#### [Page]
——————————

Land valuations in disaster regions ‘unfair’ on businesses and communities still recovering
Newly-released land valuations for Queensland business properties still recovering from natural disaster are unfair and not reflective of the economic environment in Queensland.
Chamber of Commerce and Industry Queensland (CCIQ) and chambers of commerce across the state are calling for a land valuation precedent set following previous natural disasters to be followed, to allow for the financial, physical and emotional impact of the floods to be properly realised.
CCIQ Policy and Advocacy General Manager Amanda Rohan said businesses input costs were already stretching many to their limit.
“Now is not the time to be hitting businesses with potentially higher taxes and costs,” Ms Rohan said.
“To risk a potential increase to more business bills is just not an option.
“Businesses impacted during the recent natural disaster are still recovering and we know from the 2011 floods it took more than a month for impacted businesses to return to normal.

——————————

#### [Information supplied]

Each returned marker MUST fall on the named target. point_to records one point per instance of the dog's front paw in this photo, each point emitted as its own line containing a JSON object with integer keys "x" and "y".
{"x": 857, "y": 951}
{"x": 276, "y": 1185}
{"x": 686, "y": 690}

——————————

#### [Given request 1]
State whether each of the following statements agrees with the land valuations article, answering yes or no and quoting the deciding words of the article: (a) CCIQ and chambers of commerce want a land valuation precedent from previous natural disasters to be followed; (b) Amanda Rohan is identified as the chief executive of CCIQ; (c) after the 2011 floods, impacted businesses returned to normal within two weeks.
#### [Given request 2]
Transcribe the land valuations article from "Land valuations in" to "not an option.".

#### [Exercise solution 1]
(a) Yes: "are calling for a land valuation precedent set following previous natural disasters to be followed"
(b) No: "CCIQ Policy and Advocacy General Manager Amanda Rohan"
(c) No: "it took more than a month for impacted businesses to return to normal"

#### [Exercise solution 2]
Land valuations in disaster regions ‘unfair’ on businesses and communities still recovering
Newly-released land valuations for Queensland business properties still recovering from natural disaster are unfair and not reflective of the economic environment in Queensland.
Chamber of Commerce and Industry Queensland (CCIQ) and chambers of commerce across the state are calling for a land valuation precedent set following previous natural disasters to be followed, to allow for the financial, physical and emotional impact of the floods to be properly realised.
CCIQ Policy and Advocacy General Manager Amanda Rohan said businesses input costs were already stretching many to their limit.
“Now is not the time to be hitting businesses with potentially higher taxes and costs,” Ms Rohan said.
“To risk a potential increase to more business bills is just not an option.